What you are asked to do: Rewrite the records between the line holding "Task: indicate one point on every instance of the lake" and the end of the records, inclusive, substituting "pond" for "lake" and leaving everything else unchanged. Give only those lines.

Entries supplied:
# # # # # # #

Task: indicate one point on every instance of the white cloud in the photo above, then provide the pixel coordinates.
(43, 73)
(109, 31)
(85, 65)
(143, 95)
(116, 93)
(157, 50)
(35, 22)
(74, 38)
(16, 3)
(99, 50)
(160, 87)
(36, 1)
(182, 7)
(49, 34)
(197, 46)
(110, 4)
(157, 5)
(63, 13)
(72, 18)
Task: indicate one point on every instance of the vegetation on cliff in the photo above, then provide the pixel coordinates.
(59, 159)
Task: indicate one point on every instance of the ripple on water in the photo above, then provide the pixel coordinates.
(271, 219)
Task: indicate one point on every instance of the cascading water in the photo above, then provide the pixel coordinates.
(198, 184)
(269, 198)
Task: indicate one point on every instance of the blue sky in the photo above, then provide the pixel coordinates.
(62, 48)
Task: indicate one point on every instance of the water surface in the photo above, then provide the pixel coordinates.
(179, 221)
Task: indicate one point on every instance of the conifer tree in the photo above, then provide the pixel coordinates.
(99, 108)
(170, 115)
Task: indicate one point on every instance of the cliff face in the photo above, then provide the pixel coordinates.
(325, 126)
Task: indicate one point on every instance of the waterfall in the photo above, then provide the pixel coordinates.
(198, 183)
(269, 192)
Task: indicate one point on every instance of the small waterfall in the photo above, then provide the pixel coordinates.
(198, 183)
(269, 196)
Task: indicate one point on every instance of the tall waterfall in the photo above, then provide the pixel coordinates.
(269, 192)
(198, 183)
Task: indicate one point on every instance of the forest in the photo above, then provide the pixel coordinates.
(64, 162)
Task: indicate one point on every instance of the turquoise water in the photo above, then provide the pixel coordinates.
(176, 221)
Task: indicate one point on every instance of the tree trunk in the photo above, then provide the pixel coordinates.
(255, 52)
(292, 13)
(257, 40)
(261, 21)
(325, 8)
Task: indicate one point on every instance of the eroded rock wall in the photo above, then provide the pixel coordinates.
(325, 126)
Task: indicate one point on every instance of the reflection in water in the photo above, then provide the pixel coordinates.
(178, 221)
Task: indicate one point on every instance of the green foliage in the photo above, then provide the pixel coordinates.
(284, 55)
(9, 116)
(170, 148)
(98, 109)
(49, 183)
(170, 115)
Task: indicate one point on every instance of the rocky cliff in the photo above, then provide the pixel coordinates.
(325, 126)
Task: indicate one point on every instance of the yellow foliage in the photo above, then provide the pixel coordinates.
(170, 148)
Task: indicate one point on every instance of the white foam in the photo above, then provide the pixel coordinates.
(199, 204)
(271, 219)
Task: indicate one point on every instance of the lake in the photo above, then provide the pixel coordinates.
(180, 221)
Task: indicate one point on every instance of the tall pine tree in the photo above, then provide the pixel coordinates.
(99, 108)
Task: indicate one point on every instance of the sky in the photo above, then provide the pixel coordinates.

# # # # # # #

Task solution:
Task: indicate one point on every instance of the pond in the photo above, then provide the pixel coordinates.
(180, 221)
Task: indicate one point on every instance of the tall pine tree in the photo above, then provide the pixel coordinates.
(99, 108)
Task: indicate one point on every instance of the sky in the photo above, then provide the pixel coordinates.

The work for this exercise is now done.